(Supplied entries):
++++++
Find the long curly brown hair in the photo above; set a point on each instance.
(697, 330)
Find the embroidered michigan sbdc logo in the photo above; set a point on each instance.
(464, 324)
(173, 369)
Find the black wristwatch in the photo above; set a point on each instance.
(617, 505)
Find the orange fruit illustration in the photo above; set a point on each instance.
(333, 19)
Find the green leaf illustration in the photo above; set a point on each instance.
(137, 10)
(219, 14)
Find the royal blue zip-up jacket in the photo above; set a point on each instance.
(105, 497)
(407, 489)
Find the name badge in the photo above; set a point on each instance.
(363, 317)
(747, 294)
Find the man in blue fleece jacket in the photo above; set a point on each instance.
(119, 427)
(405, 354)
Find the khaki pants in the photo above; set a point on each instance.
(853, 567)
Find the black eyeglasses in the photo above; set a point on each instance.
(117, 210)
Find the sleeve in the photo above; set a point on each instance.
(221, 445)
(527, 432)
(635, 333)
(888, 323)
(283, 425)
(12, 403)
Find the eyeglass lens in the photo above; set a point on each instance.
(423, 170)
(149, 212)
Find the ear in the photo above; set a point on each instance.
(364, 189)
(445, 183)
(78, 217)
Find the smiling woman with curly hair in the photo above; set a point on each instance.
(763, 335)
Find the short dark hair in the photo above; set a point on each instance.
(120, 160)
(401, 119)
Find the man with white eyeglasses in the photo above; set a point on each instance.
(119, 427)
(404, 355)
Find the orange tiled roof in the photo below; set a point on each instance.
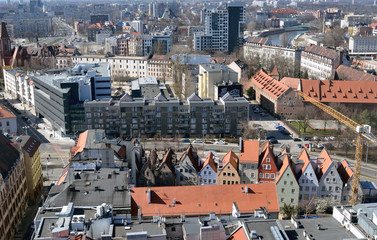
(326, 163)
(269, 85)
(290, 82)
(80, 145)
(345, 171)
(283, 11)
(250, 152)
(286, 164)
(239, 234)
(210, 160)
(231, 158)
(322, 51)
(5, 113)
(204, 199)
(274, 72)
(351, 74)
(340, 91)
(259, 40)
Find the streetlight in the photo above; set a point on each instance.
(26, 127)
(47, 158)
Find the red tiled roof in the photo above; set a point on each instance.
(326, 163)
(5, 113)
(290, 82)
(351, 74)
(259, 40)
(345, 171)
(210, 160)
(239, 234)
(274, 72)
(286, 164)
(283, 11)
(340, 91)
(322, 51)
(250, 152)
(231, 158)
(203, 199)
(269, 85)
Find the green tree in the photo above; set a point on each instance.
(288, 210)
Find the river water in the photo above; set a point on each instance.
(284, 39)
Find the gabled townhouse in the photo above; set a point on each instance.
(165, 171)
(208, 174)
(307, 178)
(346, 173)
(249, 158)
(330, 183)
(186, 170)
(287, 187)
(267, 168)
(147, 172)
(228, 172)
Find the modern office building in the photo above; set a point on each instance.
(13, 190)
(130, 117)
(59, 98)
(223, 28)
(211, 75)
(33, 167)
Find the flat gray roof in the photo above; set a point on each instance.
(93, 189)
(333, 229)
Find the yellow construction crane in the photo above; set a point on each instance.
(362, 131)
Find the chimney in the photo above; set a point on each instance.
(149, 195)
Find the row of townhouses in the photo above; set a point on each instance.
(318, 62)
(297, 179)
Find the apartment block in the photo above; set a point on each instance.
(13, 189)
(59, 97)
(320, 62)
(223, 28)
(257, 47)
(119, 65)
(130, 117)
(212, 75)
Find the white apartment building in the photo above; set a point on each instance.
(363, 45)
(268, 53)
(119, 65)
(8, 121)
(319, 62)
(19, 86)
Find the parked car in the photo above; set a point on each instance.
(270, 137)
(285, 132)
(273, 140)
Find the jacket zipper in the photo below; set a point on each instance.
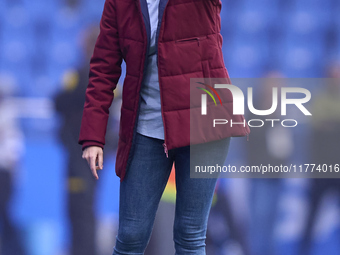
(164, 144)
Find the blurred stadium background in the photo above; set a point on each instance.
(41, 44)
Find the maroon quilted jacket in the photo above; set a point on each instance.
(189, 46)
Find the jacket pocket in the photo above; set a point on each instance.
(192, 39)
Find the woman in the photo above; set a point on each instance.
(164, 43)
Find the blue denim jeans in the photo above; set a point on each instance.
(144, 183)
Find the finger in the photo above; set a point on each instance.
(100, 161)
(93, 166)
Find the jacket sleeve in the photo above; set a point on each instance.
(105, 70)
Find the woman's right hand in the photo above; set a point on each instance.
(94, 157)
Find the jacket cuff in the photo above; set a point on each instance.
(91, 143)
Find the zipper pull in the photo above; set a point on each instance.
++++++
(Description of the task): Write out the entries again, word for word. No images.

(Task answer):
Find the long curly brown hair in the photo above; set a point on each instance.
(697, 330)
Find the embroidered michigan sbdc logo in the photo above; set a point on each instance.
(464, 324)
(173, 369)
Find the black wristwatch in the photo above; set a point on each instance.
(617, 505)
Find the orange fruit illustration in the photo above; set a point on each instance.
(333, 19)
Find the green leaf illustration in the photo above; set a point on each instance.
(137, 10)
(219, 14)
Find the royal blue zip-up jacket in the photo above; set a point on each instance.
(105, 497)
(407, 489)
Find the name badge in the photo above; set a point on each instance.
(363, 317)
(747, 294)
Find the man in blue fleece jacket in the photo above; set a point on each instance.
(119, 427)
(405, 354)
Find the khaki pants in the photo above; set a point on each instance.
(853, 567)
Find the black eyeglasses in the photo above; set a point on each instance.
(117, 210)
Find the sleeve in the photo above; set a point on each instance.
(221, 445)
(527, 432)
(635, 333)
(888, 323)
(283, 425)
(12, 403)
Find the eyeglass lens in the photo above; set a point on each instance.
(423, 170)
(149, 212)
Find the ear in the photo above; set a point on each instance.
(364, 189)
(445, 183)
(78, 217)
Find the smiling woman with curly hair in the photo above; set a point on each instance.
(763, 335)
Find the short dark hair in the photo above; set a point on each instance.
(120, 160)
(401, 119)
Find the man with white eyeglasses in the photo above; set a point on each instance.
(119, 427)
(404, 355)
Find the orange tiled roof in the photo below; set a point on each instance.
(326, 163)
(269, 85)
(290, 82)
(80, 145)
(345, 171)
(283, 11)
(250, 152)
(286, 164)
(239, 234)
(210, 160)
(231, 158)
(322, 51)
(5, 113)
(204, 199)
(274, 72)
(351, 74)
(340, 91)
(259, 40)
Find the streetlight in the photo above; set a point on each instance.
(26, 127)
(47, 158)
Find the red tiled roof in the photo above; set a point on each instance.
(326, 163)
(5, 113)
(290, 82)
(351, 74)
(259, 40)
(345, 171)
(210, 160)
(239, 234)
(274, 72)
(286, 164)
(283, 11)
(340, 91)
(322, 51)
(250, 152)
(231, 158)
(203, 199)
(269, 85)
Find the green tree in the photo above; set a point on each instance.
(288, 210)
Find the river water in the photo above; set a point on each instance.
(284, 39)
Find the gabled townhouse in the photo above; set a point on each instance.
(165, 171)
(208, 174)
(307, 178)
(346, 173)
(249, 158)
(330, 183)
(186, 170)
(287, 187)
(267, 168)
(147, 172)
(228, 172)
Find the modern office building in the photo above; set a point on each instance.
(13, 190)
(130, 117)
(59, 98)
(223, 28)
(211, 75)
(33, 167)
Find the flat gray roof in the photo above; set a point on each instance.
(93, 189)
(333, 229)
Find the yellow construction crane in the photo above; set a point on each instance.
(362, 131)
Find the chimney in the photo above; set a point on each instance.
(149, 195)
Find the row of townhouses in the photo above; set a point on each instance.
(318, 62)
(297, 179)
Find the apartment block in the photo above; set a point on each instance.
(13, 189)
(59, 97)
(320, 62)
(223, 28)
(257, 47)
(119, 65)
(130, 117)
(212, 75)
Find the white apartment building in the photo above; set a point on each instance.
(363, 45)
(268, 53)
(119, 65)
(8, 121)
(319, 62)
(19, 86)
Find the parked car in the photo above; set a point on each instance.
(270, 137)
(285, 132)
(273, 140)
Find the jacket zipper in the photo below; set a point on each instance.
(164, 144)
Find the blurred stadium background in the photo above; set a point on each instance.
(41, 44)
Find the maroon quilted jacket in the photo above; set a point on each instance.
(189, 46)
Find the jacket pocket in the photo above; set a point on each instance.
(192, 39)
Find the woman in the photo above; set a point on each instance.
(164, 43)
Find the blue denim jeans in the photo above; set a point on each instance.
(144, 183)
Find the finger in the photo above; set a point on each instance.
(100, 161)
(93, 166)
Find the jacket sleeve in the photo above; set a point on each instance.
(105, 70)
Find the woman's right hand in the photo above; set a point on each instance.
(94, 157)
Find the jacket cuff in the photo above; set a point on each instance.
(91, 143)
Find the zipper pull in the photo above; set a point on each instance.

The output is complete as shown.